** THE REQUEST **
Print the entries verbatim, leaving out the images they contain.
──────── DATA SUPPLIED ────────
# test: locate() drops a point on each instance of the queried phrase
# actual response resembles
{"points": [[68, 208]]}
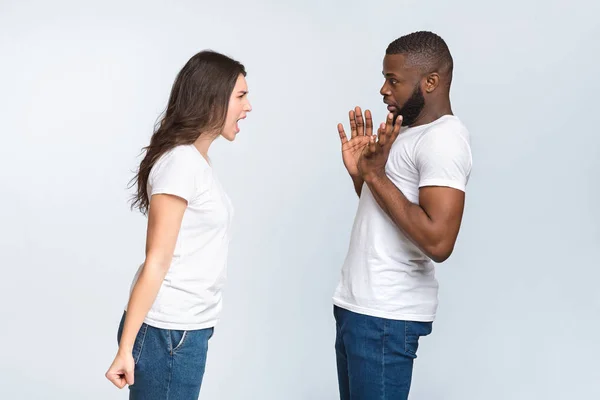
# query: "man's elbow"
{"points": [[440, 252]]}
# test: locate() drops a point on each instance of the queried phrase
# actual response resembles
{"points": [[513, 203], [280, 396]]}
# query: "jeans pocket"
{"points": [[414, 330], [177, 339]]}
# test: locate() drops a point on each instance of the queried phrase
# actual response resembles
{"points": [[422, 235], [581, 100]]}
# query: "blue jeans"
{"points": [[169, 364], [375, 355]]}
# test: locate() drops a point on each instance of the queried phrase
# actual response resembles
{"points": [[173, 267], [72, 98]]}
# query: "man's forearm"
{"points": [[358, 183], [410, 218]]}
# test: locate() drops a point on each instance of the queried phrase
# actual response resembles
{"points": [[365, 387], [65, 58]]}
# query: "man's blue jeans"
{"points": [[375, 355]]}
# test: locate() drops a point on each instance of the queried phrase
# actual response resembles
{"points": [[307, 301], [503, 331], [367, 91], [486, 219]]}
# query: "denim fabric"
{"points": [[375, 355], [169, 364]]}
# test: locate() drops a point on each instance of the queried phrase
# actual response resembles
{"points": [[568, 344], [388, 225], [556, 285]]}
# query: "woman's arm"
{"points": [[164, 220]]}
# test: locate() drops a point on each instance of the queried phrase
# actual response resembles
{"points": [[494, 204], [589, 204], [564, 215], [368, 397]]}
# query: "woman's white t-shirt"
{"points": [[190, 295]]}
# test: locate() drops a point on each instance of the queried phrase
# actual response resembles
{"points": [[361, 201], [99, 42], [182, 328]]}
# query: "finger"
{"points": [[382, 138], [372, 145], [116, 379], [368, 123], [129, 377], [397, 127], [352, 117], [360, 123], [389, 124], [342, 134]]}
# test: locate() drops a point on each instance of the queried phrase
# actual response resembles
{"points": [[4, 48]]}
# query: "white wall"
{"points": [[82, 85]]}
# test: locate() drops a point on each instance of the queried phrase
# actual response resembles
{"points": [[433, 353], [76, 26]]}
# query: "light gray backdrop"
{"points": [[81, 86]]}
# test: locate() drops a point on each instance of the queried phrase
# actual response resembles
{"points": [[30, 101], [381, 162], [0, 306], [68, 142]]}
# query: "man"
{"points": [[411, 180]]}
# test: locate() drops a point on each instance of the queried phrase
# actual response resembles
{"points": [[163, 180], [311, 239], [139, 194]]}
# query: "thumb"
{"points": [[129, 376]]}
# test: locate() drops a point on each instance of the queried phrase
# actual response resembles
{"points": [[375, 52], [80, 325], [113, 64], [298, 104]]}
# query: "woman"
{"points": [[175, 299]]}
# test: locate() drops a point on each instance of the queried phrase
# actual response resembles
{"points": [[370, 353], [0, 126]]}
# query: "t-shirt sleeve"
{"points": [[443, 158], [174, 175]]}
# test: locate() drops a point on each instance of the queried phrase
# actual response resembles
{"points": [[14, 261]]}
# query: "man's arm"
{"points": [[443, 159], [358, 184], [433, 225]]}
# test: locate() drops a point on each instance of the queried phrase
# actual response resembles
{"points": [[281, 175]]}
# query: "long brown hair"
{"points": [[197, 105]]}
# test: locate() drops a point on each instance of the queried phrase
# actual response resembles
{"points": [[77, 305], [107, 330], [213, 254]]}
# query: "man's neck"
{"points": [[432, 113]]}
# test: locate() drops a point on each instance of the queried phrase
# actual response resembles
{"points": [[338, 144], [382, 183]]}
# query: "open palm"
{"points": [[361, 131]]}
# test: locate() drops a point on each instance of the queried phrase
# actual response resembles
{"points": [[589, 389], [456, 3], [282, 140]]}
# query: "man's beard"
{"points": [[412, 108]]}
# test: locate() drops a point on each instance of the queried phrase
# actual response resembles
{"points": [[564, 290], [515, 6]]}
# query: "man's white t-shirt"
────────
** SOLVED PROBLEM **
# test: locate() drops a point on each instance of the queried phrase
# actual response resembles
{"points": [[68, 208]]}
# query: "man's elbow"
{"points": [[440, 252]]}
# test: locate() drops a point on each instance of the queried phrase
# actual response resembles
{"points": [[513, 203], [280, 396]]}
# query: "jeans pocket"
{"points": [[414, 330], [177, 339]]}
# test: locate() drops a point on each instance of the queried phrase
# actual response resembles
{"points": [[422, 235], [581, 100]]}
# query: "blue jeans"
{"points": [[169, 364], [375, 355]]}
# test: locate() drops a point on each instance of the queried phrase
# actual response resembles
{"points": [[173, 267], [72, 98]]}
# query: "man's forearm"
{"points": [[358, 183], [410, 218]]}
# test: locate() drops a point on each instance of the queried phrase
# actual response resembles
{"points": [[365, 387], [65, 58]]}
# query: "man's blue jeans"
{"points": [[375, 355]]}
# test: locate() drops a point on each instance of the queried phrase
# actual response resembles
{"points": [[307, 301], [503, 331], [367, 91], [486, 219]]}
# query: "denim fabric"
{"points": [[375, 355], [169, 364]]}
# test: locate() drops a point on each instance of the queried phrase
# actual response resembles
{"points": [[568, 344], [388, 225], [556, 285]]}
# query: "woman's arm"
{"points": [[164, 220]]}
# test: locate() drops a point on each instance of the queried phrase
# actual response resembles
{"points": [[494, 204], [589, 204], [564, 215], [368, 397]]}
# query: "woman's white t-shirt"
{"points": [[190, 295]]}
# test: locate() drops a point on each instance of the queried phrase
# actual response resembles
{"points": [[361, 201], [99, 42], [182, 328]]}
# query: "finger"
{"points": [[382, 138], [372, 145], [116, 379], [368, 123], [129, 377], [397, 127], [352, 117], [360, 123], [389, 124], [342, 134]]}
# test: locate() drops a point on each instance of the queried phrase
# actual response resembles
{"points": [[4, 48]]}
# query: "white wall"
{"points": [[82, 85]]}
# test: locate() drops a point on each instance of the queried phrase
# actual response resembles
{"points": [[433, 353], [76, 26]]}
# query: "light gray backdrop"
{"points": [[81, 86]]}
# test: locate() drops a point on each instance of the queried phrase
# actual response resembles
{"points": [[30, 101], [381, 162], [0, 306], [68, 142]]}
# query: "man"
{"points": [[411, 180]]}
# test: locate() drops a point on each instance of the queried phrase
# actual response resembles
{"points": [[163, 180], [311, 239], [139, 194]]}
# query: "thumb"
{"points": [[129, 376]]}
# test: locate() drops a point on each instance of the queried phrase
# actual response resembles
{"points": [[375, 52], [80, 325], [113, 64], [298, 104]]}
# query: "woman"
{"points": [[175, 299]]}
# test: locate() drops a point on each instance of the queried phrase
# actual response resembles
{"points": [[370, 353], [0, 126]]}
# query: "t-shirt sleeve"
{"points": [[443, 158], [174, 175]]}
# test: locate() drops a point on each instance of the queried phrase
# actual response resembles
{"points": [[14, 261]]}
# query: "man's arm"
{"points": [[443, 159], [358, 184], [433, 225]]}
# test: locate() drops a point on each instance of the queried phrase
# actual response resembles
{"points": [[281, 175]]}
# query: "long brown hair"
{"points": [[197, 105]]}
# test: locate() drops a point on each instance of the queried phrase
# actual response resembles
{"points": [[77, 305], [107, 330], [213, 254]]}
# query: "man's neck"
{"points": [[432, 113]]}
# test: locate() drops a point on each instance of the queried phrase
# actual response resembles
{"points": [[338, 144], [382, 183]]}
# query: "open palm"
{"points": [[361, 131]]}
# test: locate() drops a point on each instance of the queried phrase
# actual response resembles
{"points": [[589, 389], [456, 3], [282, 140]]}
# query: "man's beard"
{"points": [[412, 108]]}
# test: locate() drops a point on each instance of the queried phrase
# actual response resembles
{"points": [[564, 290], [515, 6]]}
# query: "man's white t-shirt"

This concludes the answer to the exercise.